Can you copy every item below word for word, leaving the pictures out?

++++++++++

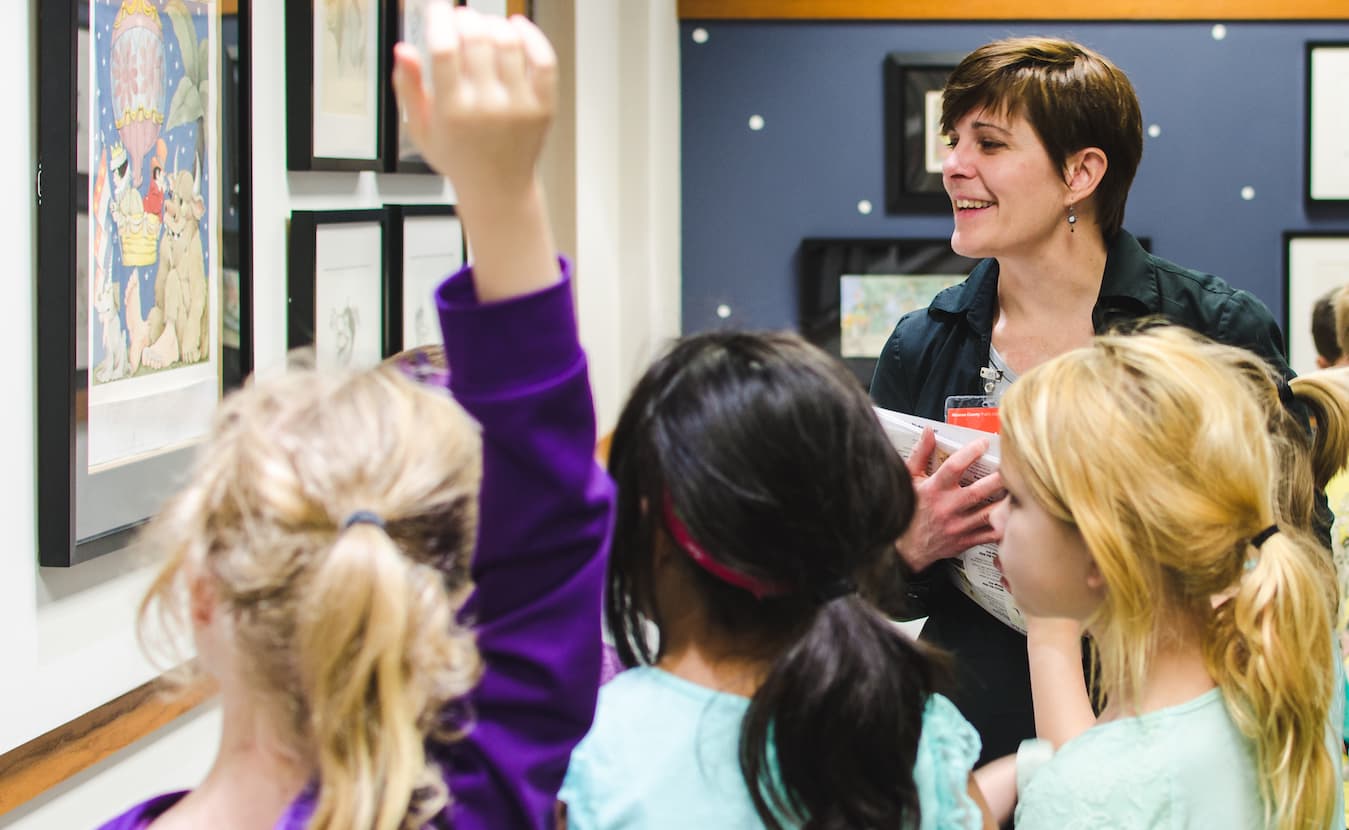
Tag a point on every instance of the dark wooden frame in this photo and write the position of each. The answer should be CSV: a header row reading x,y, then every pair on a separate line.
x,y
1290,319
393,120
822,262
300,92
908,186
394,292
1306,124
301,286
62,478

++++++++++

Written reply:
Tag a point on every instance of the dark wooden frame in this photo and write the position of each. The answer should be CSV: a header row reading x,y, then every pair on a separate line.
x,y
1290,319
393,120
822,262
300,92
908,186
394,292
1306,124
301,286
62,478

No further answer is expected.